WHAT THE EXERCISE ASKS
Please report every line in the data below that contains the word "fountain", copying each one in full.
......
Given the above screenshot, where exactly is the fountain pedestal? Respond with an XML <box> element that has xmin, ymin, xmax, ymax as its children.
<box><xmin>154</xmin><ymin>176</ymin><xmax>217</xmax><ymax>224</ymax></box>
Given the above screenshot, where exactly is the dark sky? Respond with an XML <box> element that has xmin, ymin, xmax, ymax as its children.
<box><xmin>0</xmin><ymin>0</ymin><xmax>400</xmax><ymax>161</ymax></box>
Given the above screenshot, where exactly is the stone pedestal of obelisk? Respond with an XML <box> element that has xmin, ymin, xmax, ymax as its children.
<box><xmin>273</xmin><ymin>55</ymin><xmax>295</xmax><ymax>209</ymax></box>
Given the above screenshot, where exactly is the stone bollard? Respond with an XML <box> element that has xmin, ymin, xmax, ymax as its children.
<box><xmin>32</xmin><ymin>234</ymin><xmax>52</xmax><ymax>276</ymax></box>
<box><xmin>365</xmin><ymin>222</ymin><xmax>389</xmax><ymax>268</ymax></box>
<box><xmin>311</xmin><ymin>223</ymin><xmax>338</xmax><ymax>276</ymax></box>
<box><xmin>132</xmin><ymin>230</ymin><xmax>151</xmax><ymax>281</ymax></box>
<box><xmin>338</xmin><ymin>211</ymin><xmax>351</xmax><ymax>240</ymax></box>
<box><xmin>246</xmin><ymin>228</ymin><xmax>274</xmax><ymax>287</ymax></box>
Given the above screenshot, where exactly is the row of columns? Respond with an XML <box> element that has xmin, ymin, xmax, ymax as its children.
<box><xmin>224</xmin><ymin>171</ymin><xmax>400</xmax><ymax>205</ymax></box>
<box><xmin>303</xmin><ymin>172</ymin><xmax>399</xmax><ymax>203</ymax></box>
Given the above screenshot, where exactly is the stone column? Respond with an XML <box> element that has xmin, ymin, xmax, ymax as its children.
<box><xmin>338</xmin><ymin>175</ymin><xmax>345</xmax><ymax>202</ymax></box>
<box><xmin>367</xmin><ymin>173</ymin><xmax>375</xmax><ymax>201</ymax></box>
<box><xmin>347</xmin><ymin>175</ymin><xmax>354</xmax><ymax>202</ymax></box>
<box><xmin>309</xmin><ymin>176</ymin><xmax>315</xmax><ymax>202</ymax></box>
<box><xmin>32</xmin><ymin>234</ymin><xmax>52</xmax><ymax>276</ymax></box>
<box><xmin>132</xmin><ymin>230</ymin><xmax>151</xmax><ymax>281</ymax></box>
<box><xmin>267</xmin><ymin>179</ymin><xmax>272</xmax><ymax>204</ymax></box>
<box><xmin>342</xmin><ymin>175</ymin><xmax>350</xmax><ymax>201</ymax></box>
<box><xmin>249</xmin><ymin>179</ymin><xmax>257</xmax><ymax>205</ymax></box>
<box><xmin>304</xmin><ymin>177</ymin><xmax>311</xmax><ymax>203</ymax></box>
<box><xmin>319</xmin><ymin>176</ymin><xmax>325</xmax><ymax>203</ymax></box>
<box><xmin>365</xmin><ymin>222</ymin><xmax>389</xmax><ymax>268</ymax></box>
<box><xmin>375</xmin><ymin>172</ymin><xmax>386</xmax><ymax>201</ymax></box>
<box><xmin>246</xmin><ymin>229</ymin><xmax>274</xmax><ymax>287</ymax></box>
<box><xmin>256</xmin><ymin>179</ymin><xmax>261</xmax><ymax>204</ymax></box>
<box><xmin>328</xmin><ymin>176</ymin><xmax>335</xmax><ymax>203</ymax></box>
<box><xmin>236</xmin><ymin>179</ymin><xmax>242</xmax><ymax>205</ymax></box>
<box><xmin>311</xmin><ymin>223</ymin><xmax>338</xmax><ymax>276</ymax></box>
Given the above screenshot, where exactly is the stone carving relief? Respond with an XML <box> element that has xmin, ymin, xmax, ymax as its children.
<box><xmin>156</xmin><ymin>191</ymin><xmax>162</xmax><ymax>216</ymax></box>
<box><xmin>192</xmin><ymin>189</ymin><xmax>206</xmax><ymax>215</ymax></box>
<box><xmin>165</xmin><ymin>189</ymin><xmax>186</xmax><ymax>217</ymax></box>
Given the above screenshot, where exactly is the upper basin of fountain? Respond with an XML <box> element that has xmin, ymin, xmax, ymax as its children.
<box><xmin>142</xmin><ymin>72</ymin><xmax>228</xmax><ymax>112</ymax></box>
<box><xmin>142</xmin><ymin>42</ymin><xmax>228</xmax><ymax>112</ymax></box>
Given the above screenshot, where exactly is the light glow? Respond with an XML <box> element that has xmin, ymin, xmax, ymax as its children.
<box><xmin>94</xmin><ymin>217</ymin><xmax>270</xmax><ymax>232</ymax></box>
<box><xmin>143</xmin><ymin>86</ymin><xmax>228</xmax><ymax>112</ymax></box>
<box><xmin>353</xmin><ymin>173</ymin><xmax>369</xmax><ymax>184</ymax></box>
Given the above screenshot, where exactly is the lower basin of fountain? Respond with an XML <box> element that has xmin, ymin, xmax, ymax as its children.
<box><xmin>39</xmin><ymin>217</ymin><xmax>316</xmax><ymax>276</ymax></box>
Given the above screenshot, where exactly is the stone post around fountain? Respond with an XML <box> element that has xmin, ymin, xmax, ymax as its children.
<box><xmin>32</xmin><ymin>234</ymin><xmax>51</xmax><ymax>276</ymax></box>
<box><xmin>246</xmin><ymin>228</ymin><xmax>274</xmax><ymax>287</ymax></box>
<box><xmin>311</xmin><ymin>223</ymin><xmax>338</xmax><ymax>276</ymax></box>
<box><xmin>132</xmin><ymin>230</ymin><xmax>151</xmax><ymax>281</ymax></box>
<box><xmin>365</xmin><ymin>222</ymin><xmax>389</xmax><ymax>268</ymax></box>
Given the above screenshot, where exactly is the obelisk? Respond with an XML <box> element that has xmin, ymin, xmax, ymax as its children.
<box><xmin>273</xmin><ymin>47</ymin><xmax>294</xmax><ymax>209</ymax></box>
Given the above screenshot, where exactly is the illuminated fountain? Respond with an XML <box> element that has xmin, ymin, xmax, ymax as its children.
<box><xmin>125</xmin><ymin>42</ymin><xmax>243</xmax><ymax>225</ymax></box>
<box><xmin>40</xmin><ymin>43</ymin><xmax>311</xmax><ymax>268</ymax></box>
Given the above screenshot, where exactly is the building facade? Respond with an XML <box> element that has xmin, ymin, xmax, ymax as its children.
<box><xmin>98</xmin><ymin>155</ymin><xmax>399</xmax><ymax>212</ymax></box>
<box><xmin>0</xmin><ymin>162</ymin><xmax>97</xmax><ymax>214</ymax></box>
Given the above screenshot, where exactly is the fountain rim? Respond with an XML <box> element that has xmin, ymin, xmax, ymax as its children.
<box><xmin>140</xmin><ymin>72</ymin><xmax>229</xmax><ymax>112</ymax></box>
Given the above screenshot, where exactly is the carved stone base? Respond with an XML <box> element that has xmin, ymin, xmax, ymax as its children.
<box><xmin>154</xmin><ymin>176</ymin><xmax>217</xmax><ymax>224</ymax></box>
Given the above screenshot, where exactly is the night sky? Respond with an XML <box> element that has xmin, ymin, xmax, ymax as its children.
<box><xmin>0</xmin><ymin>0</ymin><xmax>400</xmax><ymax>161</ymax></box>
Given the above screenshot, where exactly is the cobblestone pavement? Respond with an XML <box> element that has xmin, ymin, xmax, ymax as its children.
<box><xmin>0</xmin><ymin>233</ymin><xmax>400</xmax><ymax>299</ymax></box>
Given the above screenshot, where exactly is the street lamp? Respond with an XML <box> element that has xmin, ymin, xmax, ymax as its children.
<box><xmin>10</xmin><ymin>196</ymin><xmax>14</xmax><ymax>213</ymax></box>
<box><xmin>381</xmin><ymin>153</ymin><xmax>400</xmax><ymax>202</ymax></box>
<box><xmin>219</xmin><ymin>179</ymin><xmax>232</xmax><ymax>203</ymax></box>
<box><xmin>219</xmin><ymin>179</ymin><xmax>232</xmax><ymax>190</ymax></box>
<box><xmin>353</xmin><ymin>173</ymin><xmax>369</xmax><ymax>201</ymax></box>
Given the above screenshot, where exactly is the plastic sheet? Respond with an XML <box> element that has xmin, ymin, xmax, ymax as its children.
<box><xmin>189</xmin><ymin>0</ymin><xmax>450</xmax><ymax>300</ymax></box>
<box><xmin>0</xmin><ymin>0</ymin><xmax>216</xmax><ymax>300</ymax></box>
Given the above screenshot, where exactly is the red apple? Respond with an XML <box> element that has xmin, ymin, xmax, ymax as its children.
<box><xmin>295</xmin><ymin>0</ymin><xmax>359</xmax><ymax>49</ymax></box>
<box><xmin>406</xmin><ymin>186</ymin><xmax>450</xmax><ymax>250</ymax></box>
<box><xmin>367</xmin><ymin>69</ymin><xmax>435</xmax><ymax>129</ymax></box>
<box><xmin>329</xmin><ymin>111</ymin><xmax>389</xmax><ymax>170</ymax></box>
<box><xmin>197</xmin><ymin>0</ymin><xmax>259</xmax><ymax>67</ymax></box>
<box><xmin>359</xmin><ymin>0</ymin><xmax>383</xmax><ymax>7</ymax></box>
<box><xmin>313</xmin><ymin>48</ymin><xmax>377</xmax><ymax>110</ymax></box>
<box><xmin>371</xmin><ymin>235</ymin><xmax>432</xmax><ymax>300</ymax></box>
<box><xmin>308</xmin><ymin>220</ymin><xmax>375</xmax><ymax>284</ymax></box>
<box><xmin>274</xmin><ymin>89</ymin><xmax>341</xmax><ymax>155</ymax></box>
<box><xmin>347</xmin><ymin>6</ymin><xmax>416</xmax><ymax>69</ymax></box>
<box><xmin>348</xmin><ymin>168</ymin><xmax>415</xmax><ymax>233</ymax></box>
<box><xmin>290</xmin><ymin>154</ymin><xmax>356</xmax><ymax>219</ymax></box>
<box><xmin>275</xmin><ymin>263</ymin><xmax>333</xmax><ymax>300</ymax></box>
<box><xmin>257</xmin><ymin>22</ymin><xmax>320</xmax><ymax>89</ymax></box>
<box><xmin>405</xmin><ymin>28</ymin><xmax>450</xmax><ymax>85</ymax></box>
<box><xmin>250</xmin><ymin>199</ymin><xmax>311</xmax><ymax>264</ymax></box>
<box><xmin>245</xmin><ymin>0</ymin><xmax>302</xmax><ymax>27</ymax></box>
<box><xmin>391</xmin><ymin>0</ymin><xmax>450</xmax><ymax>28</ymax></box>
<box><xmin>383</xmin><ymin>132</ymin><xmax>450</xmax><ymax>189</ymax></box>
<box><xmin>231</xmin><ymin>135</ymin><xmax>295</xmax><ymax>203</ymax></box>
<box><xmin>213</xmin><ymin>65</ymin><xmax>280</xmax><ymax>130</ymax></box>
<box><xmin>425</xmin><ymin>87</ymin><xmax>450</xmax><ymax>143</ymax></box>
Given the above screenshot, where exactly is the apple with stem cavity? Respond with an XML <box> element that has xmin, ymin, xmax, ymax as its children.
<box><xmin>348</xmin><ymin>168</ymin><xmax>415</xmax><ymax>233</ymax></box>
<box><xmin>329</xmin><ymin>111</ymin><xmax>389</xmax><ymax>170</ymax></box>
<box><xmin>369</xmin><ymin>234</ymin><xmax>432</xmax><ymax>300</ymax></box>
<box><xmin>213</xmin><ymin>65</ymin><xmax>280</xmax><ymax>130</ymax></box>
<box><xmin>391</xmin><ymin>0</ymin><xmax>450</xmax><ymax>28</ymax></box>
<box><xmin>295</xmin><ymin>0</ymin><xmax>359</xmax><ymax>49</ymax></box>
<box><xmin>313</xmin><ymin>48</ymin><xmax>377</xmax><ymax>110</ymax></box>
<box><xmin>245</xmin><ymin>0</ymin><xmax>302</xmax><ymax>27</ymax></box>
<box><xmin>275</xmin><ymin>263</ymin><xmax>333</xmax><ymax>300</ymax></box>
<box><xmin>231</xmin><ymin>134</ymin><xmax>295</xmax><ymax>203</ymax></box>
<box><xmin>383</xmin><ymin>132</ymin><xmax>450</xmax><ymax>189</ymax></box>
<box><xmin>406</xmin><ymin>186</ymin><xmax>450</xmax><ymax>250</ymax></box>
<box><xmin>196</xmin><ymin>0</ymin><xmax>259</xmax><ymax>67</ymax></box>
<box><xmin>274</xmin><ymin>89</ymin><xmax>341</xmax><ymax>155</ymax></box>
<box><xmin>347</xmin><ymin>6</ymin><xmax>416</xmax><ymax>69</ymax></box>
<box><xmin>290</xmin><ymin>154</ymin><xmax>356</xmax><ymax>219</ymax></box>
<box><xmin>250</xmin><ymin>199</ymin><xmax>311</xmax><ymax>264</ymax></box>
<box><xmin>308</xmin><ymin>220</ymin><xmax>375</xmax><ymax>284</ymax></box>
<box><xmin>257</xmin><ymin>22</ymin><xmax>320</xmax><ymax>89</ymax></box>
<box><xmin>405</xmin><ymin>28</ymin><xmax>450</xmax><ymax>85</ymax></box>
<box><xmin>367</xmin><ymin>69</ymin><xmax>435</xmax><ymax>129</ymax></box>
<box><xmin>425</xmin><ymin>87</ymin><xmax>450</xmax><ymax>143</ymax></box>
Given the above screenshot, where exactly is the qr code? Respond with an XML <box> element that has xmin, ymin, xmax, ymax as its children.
......
COMPLETE OUTPUT
Given the above screenshot, where exactly is the fountain pedestal? Respond with an XML <box> element that has xmin, ymin, xmax, ymax as its children.
Given the above screenshot, where exactly is the upper basin of fountain? Respond with an XML <box> element that has xmin, ymin, xmax, ymax as its children.
Given the above screenshot, where exactly is the lower basin of fountain? Respond with an XML <box> element that has xmin, ymin, xmax, ymax as its children.
Given the above screenshot, where exactly is the stone post around fountain? Respond with an XML <box> element that has xmin, ymin, xmax, ymax as its children.
Given the above screenshot, where exactly is the illuminated fountain? Respond with an XML <box> element that has xmin, ymin, xmax, ymax as its children.
Given the above screenshot, where exactly is the fountain rim? Respond with an XML <box> element that has xmin, ymin, xmax, ymax as its children.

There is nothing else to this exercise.